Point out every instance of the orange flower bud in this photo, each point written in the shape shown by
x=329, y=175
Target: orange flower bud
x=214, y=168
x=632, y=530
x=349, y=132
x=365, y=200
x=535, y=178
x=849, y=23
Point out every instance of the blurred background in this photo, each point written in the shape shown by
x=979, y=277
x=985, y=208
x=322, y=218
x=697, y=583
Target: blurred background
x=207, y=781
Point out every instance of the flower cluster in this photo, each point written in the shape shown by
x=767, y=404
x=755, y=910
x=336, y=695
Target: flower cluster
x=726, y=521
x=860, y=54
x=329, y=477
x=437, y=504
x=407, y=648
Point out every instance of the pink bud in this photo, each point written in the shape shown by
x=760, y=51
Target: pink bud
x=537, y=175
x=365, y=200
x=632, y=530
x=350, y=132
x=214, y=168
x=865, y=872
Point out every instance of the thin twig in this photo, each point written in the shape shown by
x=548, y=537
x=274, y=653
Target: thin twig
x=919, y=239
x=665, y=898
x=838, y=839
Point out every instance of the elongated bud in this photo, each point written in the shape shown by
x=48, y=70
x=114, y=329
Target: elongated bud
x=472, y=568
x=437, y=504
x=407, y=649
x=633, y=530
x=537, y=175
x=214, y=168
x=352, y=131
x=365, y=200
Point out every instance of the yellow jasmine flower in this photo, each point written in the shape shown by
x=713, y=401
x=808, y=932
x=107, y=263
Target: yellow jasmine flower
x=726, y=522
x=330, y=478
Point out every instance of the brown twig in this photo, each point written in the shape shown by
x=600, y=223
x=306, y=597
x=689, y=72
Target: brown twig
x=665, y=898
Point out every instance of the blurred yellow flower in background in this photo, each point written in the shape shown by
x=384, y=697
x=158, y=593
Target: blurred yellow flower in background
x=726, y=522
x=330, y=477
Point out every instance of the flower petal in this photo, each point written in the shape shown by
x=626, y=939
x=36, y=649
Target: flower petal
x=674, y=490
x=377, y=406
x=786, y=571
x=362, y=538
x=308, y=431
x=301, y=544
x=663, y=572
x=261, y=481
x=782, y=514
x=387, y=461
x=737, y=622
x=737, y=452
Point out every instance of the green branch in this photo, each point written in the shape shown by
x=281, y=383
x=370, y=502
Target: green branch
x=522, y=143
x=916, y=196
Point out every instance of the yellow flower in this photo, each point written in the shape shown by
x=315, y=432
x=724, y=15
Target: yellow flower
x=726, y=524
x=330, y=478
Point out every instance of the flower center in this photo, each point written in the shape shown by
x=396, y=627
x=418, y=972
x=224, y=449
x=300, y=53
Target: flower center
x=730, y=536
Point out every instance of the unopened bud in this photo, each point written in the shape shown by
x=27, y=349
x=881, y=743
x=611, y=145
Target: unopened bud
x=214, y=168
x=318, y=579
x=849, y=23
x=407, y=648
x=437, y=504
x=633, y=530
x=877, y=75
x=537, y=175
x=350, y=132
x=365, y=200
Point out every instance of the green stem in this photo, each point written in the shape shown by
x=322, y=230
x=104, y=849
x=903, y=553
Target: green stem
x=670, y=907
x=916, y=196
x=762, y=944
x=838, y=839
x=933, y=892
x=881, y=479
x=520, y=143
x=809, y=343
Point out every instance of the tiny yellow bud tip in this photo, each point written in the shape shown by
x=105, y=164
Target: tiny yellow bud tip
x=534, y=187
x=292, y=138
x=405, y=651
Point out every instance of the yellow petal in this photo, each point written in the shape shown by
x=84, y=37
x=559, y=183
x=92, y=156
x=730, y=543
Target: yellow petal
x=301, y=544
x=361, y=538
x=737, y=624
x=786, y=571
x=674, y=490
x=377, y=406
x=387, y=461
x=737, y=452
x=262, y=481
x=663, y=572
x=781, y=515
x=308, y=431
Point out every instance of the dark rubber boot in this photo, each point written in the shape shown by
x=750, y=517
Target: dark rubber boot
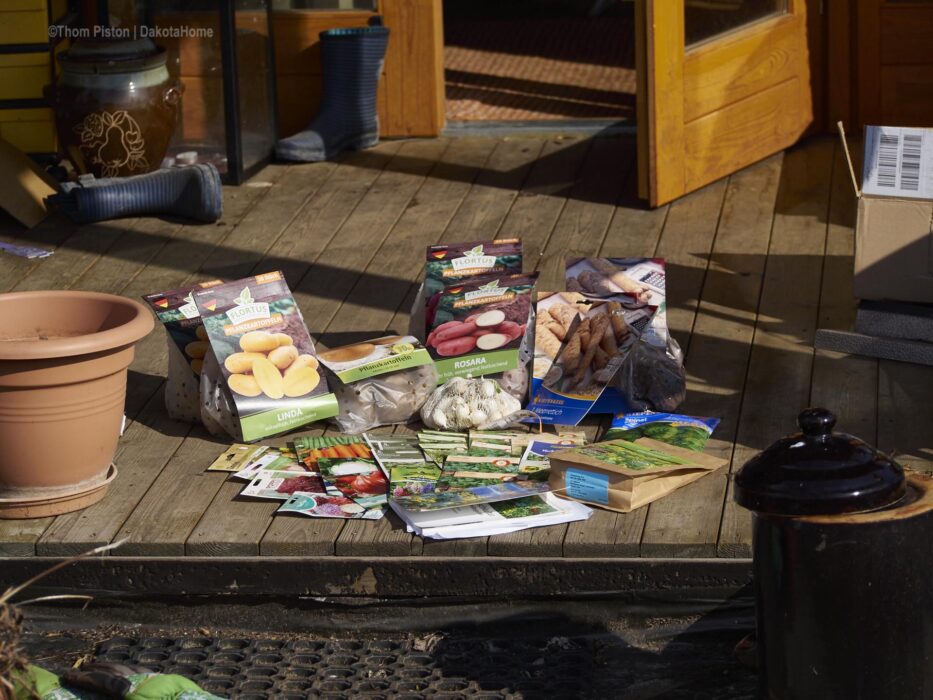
x=352, y=62
x=192, y=192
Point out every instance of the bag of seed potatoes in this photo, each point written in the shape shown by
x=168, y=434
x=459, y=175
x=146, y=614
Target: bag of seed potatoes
x=269, y=375
x=379, y=382
x=187, y=347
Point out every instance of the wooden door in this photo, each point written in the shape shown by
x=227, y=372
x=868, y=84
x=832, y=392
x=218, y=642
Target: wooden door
x=721, y=84
x=894, y=63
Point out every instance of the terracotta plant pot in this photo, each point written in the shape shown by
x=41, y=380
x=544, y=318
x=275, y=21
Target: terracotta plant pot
x=63, y=362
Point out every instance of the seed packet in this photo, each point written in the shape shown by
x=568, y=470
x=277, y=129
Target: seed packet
x=266, y=357
x=235, y=457
x=478, y=329
x=437, y=444
x=379, y=382
x=319, y=505
x=310, y=449
x=270, y=460
x=465, y=471
x=187, y=346
x=688, y=432
x=280, y=485
x=493, y=492
x=357, y=479
x=412, y=479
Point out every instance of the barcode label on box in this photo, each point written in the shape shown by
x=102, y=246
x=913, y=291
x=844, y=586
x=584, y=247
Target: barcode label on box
x=898, y=162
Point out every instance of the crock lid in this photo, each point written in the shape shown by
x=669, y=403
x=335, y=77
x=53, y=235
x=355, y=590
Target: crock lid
x=112, y=56
x=818, y=472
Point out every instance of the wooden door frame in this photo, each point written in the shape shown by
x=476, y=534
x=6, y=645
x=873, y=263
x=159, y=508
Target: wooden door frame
x=664, y=146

.....

» What is expected
Each line from the one containing "x=275, y=21" to the final line of the entries above must be returned exactly, and no other line may appear.

» Task solution
x=275, y=21
Target: terracotta plant pot
x=63, y=362
Point out every instance of the seed packet in this photo, each point written in the shape shown by
x=568, y=470
x=277, y=129
Target: seed packet
x=266, y=357
x=235, y=457
x=478, y=329
x=437, y=444
x=379, y=382
x=319, y=505
x=310, y=449
x=270, y=460
x=465, y=471
x=187, y=346
x=688, y=432
x=280, y=485
x=493, y=492
x=357, y=479
x=412, y=479
Point out every instance of the barcode label on box in this photo, each point written in the shape shown by
x=102, y=246
x=913, y=291
x=844, y=586
x=584, y=247
Target: barcode label on box
x=898, y=162
Point out every instance of the crock lid in this photo, each point written in the shape shown by
x=669, y=403
x=335, y=77
x=53, y=235
x=355, y=590
Target: crock lid
x=112, y=56
x=818, y=472
Point out every instance of the wooden door frame in this photo, each point written in the shape shown by
x=476, y=534
x=6, y=645
x=873, y=263
x=159, y=508
Target: wooden door frame
x=664, y=146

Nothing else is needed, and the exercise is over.